:: Task description ::
Transcribe the listing below only from the line with "Target: green clearing" up to and including the line with "Target: man in striped shirt".

START Available data

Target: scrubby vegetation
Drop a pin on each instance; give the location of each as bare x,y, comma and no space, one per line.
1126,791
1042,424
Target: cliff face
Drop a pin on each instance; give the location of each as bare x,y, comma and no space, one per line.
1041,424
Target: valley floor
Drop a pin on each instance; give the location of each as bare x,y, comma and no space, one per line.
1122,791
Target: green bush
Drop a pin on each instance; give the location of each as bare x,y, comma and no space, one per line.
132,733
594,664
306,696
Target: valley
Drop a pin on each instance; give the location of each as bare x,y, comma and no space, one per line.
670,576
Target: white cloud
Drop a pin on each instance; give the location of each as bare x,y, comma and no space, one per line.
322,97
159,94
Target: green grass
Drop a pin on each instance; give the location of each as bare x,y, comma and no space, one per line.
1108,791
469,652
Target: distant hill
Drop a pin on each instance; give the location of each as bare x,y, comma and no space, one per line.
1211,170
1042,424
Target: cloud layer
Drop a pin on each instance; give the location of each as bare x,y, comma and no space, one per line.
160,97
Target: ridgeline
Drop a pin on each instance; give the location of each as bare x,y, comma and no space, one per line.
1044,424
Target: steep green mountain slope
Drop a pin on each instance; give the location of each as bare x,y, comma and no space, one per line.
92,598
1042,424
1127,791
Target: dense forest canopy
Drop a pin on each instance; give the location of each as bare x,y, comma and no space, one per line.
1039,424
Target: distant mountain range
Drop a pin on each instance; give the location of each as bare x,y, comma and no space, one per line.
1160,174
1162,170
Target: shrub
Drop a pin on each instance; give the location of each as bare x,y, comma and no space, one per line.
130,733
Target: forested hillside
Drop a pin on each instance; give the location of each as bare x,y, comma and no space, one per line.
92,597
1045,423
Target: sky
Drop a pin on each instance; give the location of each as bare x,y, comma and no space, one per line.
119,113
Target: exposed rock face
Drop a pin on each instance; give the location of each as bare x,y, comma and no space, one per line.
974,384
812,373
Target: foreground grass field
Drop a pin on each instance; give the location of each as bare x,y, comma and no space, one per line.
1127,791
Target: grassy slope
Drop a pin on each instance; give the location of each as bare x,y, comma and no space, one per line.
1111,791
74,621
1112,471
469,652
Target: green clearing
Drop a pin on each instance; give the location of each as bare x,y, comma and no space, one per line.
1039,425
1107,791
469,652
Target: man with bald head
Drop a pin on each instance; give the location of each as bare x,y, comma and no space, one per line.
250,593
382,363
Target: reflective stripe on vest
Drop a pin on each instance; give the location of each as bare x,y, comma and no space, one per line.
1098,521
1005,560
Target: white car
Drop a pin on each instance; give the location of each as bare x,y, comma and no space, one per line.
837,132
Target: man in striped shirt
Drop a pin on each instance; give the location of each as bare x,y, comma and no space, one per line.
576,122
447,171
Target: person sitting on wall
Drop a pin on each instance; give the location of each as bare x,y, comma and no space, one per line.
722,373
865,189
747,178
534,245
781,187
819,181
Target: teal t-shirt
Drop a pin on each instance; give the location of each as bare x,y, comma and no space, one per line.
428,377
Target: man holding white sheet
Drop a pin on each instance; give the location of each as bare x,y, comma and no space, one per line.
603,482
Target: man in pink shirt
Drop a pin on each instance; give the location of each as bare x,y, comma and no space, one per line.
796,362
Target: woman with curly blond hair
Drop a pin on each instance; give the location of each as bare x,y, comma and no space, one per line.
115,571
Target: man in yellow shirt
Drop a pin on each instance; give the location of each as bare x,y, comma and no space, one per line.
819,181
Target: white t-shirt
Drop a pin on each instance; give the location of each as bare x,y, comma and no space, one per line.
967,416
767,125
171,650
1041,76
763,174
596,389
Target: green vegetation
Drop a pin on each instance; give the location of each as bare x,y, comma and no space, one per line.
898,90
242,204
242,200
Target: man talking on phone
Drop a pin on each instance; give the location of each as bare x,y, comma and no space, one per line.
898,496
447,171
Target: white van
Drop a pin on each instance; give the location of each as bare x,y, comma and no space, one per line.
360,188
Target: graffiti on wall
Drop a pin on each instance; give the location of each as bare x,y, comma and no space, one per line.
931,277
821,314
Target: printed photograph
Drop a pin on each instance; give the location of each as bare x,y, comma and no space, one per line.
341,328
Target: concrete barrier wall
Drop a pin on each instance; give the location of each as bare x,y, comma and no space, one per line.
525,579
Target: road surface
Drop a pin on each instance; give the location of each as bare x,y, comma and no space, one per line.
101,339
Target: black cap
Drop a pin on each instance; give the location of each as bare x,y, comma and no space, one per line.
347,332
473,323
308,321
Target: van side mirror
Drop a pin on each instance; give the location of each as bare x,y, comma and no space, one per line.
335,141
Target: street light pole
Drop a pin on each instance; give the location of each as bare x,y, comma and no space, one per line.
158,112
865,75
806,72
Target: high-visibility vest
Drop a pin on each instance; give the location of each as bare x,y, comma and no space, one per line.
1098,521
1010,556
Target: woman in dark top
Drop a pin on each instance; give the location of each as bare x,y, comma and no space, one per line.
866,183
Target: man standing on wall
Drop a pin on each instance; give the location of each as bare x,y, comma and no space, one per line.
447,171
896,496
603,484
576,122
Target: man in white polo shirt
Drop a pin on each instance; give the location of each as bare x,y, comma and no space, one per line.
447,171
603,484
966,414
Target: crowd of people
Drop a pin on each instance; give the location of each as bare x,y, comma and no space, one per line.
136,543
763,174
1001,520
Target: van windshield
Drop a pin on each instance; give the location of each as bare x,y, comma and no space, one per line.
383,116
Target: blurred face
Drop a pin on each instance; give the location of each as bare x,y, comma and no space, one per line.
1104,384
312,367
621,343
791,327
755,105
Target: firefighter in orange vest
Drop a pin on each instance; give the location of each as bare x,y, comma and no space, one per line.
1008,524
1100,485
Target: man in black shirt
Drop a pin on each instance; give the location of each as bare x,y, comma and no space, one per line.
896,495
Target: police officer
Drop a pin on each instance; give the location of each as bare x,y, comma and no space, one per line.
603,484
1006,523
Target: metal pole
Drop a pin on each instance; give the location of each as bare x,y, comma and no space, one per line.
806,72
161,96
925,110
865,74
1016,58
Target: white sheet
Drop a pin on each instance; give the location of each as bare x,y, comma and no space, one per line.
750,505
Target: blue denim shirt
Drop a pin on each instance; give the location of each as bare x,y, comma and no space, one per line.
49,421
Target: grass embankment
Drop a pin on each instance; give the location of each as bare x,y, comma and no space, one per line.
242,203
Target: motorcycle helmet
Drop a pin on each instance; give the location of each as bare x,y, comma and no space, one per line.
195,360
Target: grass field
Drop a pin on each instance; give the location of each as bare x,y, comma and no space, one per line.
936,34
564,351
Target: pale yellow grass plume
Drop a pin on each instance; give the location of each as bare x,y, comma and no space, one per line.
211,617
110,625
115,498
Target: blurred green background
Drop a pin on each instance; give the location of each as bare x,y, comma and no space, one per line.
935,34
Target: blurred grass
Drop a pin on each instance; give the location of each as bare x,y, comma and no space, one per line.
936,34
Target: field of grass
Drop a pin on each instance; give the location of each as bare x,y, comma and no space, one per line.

END Available data

:: Output for this task ::
Target: green clearing
Drop a pin on each instance; give the location of each as bare x,y, comma and no space, one per line.
1039,425
1107,791
469,652
Target: man with bald head
Drop a pin on each instance; give the location of each as bare x,y, comma and no space, one per line.
250,593
382,363
Target: reflective stripe on vest
Drop a pin on each instance; give the location of each as bare x,y, comma and no space, one per line.
1098,521
1005,560
Target: white car
Drop a pin on each instance; give the location of each as bare x,y, comma and no space, one per line.
837,132
Target: man in striped shirt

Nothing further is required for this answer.